Only the lines from the one containing "find the name tag on uniform" to the end of the entries should be written out, each exactly as it stands, both ends included.
= = = = = = =
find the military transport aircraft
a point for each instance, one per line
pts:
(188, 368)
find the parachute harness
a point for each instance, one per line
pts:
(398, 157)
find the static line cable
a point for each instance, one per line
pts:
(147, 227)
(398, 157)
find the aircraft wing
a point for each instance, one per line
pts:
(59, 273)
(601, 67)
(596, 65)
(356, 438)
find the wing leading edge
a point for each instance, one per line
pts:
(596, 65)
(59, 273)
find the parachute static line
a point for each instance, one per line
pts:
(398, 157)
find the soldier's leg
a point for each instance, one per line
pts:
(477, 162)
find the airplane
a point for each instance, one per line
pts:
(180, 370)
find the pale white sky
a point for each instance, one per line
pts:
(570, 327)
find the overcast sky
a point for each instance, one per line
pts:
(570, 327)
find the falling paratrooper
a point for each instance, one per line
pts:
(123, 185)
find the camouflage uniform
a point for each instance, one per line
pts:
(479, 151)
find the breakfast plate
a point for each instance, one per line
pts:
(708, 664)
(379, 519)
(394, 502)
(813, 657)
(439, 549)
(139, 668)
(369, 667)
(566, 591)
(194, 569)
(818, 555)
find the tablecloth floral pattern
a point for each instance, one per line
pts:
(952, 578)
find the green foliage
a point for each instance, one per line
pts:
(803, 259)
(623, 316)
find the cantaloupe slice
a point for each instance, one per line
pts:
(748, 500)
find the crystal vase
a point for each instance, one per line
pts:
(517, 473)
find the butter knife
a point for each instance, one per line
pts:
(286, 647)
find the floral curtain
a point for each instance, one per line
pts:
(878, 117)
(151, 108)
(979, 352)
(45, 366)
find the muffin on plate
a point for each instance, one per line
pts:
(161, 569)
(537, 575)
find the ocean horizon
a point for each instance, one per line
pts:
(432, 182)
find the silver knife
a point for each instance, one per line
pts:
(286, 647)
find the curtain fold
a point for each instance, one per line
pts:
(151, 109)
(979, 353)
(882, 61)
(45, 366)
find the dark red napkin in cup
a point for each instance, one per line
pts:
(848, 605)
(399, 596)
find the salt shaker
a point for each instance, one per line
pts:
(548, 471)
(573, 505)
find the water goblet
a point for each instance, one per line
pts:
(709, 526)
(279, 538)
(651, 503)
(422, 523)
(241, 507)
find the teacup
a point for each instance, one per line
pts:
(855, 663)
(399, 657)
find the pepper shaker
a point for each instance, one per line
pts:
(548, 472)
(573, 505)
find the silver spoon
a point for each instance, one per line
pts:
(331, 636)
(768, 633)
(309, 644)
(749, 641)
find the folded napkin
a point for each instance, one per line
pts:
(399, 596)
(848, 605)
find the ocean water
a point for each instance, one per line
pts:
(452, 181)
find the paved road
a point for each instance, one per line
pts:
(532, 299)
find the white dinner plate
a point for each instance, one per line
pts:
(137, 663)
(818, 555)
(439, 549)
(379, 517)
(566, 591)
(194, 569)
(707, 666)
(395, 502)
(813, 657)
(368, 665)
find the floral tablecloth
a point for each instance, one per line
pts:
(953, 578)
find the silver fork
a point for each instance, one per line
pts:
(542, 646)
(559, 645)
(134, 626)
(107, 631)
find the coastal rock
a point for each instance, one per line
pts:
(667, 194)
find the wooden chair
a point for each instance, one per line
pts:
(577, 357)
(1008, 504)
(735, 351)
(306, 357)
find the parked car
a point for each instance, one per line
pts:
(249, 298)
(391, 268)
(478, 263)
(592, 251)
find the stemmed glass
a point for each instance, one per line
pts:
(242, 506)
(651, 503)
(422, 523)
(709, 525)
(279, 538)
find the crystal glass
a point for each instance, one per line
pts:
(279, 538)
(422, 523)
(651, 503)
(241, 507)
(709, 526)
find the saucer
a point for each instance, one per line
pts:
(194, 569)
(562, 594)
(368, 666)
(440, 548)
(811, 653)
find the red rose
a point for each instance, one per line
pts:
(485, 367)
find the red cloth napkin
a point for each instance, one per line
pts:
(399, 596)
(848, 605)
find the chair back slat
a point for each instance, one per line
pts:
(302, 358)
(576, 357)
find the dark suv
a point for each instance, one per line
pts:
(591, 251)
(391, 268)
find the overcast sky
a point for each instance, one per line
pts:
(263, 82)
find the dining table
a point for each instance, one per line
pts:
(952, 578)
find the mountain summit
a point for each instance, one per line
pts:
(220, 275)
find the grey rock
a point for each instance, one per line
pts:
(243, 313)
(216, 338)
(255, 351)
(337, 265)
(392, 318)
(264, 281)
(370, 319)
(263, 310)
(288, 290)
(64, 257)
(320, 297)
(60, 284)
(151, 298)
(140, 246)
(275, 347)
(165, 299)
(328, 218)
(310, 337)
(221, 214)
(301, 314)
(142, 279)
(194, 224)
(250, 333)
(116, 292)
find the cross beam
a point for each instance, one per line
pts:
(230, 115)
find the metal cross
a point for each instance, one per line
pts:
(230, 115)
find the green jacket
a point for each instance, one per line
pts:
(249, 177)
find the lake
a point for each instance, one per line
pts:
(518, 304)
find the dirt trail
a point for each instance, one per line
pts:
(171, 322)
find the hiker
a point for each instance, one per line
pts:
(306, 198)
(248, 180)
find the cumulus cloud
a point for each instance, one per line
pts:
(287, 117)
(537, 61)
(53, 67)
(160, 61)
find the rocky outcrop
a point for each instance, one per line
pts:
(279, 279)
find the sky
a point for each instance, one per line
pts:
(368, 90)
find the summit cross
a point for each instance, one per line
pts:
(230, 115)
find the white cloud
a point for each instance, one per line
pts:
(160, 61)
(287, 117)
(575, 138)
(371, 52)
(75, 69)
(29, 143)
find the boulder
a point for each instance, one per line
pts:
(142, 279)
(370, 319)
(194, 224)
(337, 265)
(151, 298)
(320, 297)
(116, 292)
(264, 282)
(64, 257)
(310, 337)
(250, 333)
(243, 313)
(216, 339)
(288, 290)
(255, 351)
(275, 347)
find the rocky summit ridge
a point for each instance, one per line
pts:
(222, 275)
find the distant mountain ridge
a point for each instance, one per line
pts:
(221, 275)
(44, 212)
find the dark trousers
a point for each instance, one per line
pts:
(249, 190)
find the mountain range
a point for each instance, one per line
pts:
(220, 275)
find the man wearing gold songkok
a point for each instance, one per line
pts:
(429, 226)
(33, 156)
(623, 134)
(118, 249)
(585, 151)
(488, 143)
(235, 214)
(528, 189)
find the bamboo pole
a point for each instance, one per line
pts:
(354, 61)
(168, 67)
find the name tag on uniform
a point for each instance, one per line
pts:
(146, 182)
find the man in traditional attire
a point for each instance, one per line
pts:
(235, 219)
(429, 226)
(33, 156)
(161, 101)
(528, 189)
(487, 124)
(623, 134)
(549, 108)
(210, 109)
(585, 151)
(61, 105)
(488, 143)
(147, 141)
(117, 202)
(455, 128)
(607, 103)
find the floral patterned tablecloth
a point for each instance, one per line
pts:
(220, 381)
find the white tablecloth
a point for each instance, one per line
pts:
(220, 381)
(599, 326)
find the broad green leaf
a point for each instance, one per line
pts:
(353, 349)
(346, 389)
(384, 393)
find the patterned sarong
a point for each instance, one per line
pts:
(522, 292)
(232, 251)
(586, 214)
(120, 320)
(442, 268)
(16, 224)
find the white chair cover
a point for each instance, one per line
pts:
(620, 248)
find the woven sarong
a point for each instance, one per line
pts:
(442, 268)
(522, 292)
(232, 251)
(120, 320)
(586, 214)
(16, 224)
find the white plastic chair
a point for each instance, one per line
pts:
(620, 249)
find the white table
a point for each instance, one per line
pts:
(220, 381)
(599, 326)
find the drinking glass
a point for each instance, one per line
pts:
= = = = = = =
= RESPONSE =
find the name tag on uniform
a point for each instance, one per line
pts:
(146, 182)
find the man in traditional attire
a point for each instance, one per line
pts:
(235, 219)
(429, 226)
(33, 156)
(161, 101)
(528, 189)
(487, 124)
(623, 134)
(549, 108)
(210, 109)
(585, 151)
(61, 105)
(488, 143)
(147, 141)
(117, 202)
(455, 128)
(607, 103)
find the floral patterned tablecloth
a point for each instance, one per line
pts:
(220, 381)
find the white tablecloth
a point for each instance, one per line
pts:
(220, 381)
(599, 326)
find the broad green leaf
a point for each instance, one per line
pts:
(353, 349)
(346, 389)
(384, 393)
find the patterned sarong
a point for each instance, one per line
pts:
(522, 292)
(232, 251)
(586, 214)
(120, 320)
(442, 268)
(16, 224)
find the white chair cover
a point for each instance, one per line
pts:
(620, 248)
find the woven sarong
a point for each instance, one per line
pts:
(442, 268)
(522, 292)
(232, 251)
(120, 320)
(586, 214)
(16, 224)
find the white plastic chair
a point for each instance, one per line
pts:
(620, 249)
find the white table
a point for each instance, one per line
pts:
(220, 381)
(599, 326)
find the drinking glass
a point for each instance, one per line
pts:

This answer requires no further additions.